WHAT TO PRODUCE = Count the lines in the listing below that contain the string "pink", treating uppercase and lowercase as different. Reply with the number alone.

DATA IN THIS EXERCISE =

# # # # #

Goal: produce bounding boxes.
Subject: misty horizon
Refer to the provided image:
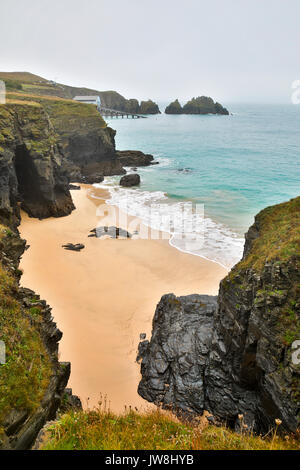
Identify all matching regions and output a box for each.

# # # # #

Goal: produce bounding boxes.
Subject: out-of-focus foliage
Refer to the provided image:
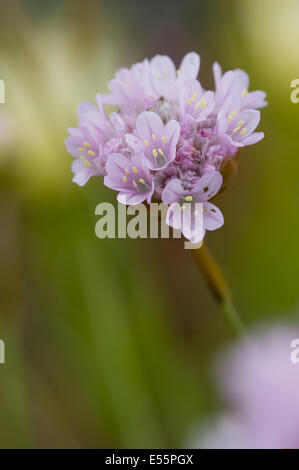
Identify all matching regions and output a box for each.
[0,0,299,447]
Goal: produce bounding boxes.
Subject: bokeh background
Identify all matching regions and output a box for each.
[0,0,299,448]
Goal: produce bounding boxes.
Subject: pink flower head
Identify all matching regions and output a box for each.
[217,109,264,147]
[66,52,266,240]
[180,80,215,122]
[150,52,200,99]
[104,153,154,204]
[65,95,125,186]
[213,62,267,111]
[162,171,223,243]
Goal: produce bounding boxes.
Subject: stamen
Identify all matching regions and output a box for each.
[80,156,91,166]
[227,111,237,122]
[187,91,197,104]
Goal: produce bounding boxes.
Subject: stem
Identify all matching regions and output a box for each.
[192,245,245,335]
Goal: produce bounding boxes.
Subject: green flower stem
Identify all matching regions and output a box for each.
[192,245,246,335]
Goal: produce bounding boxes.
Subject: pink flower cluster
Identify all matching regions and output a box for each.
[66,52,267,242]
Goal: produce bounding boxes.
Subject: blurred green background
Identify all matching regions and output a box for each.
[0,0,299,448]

# # # # #

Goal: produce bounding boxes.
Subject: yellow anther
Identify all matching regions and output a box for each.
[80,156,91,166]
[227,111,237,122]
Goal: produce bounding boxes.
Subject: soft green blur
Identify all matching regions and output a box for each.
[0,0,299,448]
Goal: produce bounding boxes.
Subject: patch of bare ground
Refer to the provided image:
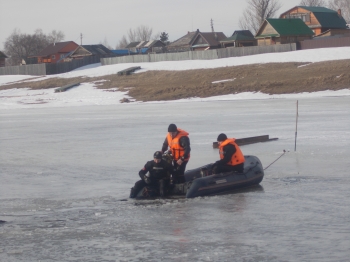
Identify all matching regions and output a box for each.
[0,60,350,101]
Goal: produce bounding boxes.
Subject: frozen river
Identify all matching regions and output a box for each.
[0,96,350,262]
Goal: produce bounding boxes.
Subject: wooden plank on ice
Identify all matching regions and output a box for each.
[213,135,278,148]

# # # # #

TASK ANSWER = 2